Task directions:
Rewrite the stretch from the start of the entries through the line containing "positive clicks: (860, 198) (860, 190)", replacing every "rough mask" with "coarse mask" and leaving everything else unchanged. Leave the pictures out of your answer.

▶

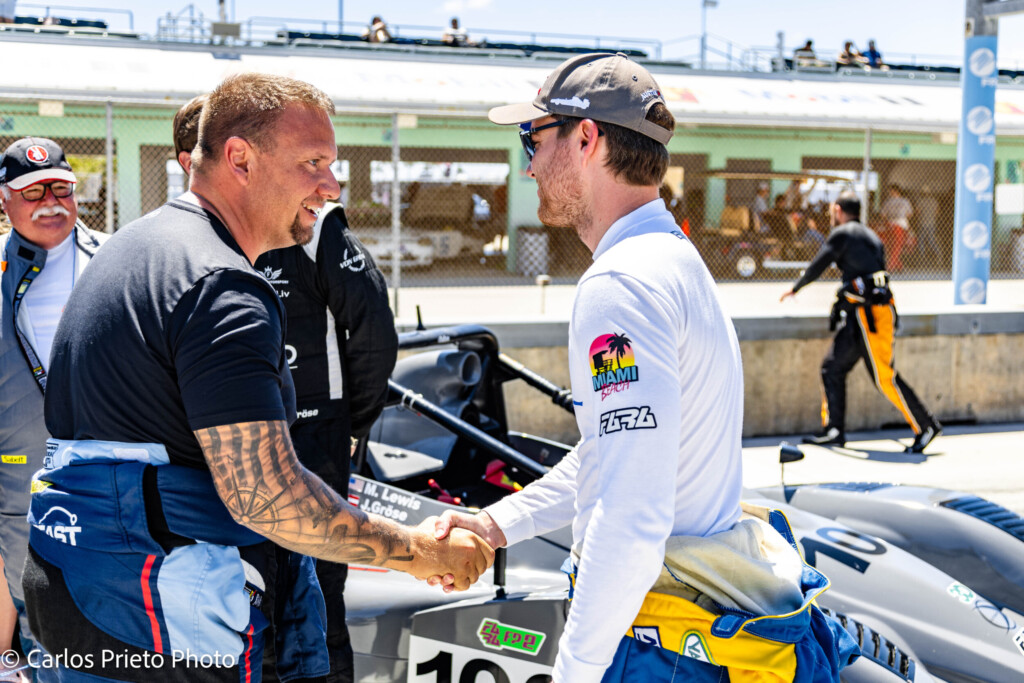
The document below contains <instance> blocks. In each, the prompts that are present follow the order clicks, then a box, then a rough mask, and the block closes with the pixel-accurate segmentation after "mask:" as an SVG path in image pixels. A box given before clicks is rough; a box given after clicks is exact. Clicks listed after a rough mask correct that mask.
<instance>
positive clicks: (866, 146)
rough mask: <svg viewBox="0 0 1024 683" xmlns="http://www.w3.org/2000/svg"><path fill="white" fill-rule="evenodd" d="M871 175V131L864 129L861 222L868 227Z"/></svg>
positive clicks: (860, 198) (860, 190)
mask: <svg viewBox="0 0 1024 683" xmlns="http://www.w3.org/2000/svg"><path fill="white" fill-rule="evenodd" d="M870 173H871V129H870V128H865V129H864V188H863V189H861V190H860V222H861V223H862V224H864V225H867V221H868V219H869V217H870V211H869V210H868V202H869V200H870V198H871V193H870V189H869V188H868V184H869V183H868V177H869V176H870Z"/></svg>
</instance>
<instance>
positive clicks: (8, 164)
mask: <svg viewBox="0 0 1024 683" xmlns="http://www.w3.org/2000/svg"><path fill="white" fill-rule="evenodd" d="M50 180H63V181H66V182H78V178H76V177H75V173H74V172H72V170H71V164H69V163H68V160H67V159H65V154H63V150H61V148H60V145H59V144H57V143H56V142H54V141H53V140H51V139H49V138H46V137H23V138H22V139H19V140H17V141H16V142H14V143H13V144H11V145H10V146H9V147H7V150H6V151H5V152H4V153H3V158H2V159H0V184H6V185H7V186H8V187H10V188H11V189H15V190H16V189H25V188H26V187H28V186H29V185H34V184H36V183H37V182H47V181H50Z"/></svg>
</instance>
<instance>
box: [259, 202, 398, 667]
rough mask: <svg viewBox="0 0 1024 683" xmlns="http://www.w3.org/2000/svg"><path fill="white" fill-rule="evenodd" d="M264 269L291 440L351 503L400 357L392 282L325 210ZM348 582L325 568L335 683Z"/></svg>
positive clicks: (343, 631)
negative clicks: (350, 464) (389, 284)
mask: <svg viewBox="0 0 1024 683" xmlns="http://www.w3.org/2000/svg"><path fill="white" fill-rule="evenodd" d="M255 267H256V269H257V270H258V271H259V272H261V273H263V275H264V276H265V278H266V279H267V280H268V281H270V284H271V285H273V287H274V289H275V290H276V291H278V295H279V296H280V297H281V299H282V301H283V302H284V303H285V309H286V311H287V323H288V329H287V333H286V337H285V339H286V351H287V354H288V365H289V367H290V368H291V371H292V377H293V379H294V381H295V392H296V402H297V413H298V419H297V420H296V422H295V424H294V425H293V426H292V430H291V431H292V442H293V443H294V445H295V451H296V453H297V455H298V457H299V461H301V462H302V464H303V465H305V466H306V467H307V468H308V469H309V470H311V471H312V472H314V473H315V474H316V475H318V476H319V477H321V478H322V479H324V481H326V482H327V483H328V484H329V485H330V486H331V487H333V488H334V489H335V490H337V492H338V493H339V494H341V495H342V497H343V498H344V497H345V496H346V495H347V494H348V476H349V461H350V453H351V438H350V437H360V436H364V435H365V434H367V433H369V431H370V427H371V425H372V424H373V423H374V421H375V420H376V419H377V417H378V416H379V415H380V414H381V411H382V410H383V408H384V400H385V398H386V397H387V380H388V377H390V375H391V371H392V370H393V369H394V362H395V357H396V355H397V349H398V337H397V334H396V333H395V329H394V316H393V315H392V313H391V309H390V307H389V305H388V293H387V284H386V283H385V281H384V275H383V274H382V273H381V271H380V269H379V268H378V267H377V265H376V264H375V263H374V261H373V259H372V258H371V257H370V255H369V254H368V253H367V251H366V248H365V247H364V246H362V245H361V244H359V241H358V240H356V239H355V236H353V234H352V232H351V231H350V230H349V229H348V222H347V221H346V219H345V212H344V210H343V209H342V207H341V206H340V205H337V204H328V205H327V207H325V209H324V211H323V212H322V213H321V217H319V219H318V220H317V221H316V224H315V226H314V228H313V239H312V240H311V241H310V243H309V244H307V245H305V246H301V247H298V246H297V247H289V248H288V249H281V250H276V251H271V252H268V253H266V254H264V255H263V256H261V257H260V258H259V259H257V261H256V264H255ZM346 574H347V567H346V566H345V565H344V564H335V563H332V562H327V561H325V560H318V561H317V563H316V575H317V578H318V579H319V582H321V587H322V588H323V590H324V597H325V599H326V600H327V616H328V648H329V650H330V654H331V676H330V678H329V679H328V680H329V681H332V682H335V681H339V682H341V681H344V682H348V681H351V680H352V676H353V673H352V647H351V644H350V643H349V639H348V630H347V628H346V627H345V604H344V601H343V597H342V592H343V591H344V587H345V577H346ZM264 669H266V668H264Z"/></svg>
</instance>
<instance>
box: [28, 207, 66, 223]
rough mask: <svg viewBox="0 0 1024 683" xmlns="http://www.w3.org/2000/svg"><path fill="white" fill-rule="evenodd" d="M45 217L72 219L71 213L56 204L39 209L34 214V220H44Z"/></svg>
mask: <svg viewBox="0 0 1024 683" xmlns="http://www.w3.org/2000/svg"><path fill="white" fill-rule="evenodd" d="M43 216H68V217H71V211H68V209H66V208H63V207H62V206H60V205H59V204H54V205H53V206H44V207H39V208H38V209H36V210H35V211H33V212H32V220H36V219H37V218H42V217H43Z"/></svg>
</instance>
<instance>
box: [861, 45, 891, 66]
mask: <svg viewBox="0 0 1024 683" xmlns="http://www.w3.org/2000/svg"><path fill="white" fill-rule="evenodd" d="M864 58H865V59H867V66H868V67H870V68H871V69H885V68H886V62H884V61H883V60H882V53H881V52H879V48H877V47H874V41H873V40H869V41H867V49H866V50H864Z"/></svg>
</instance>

◀

Output for this task:
The document below contains <instance> blocks. In each, the prompts that are present follow the order clicks, then a box, then a coarse mask, and the block closes with the pixel-accurate segmentation after "mask:" as an SVG path in image pixels. A box given before clicks is rough; a box given after clicks is exact. Clicks listed after a coarse mask correct that mask.
<instance>
positive clicks: (866, 146)
coarse mask: <svg viewBox="0 0 1024 683" xmlns="http://www.w3.org/2000/svg"><path fill="white" fill-rule="evenodd" d="M871 175V131L864 129L861 222L868 227Z"/></svg>
positive clicks: (860, 198) (860, 190)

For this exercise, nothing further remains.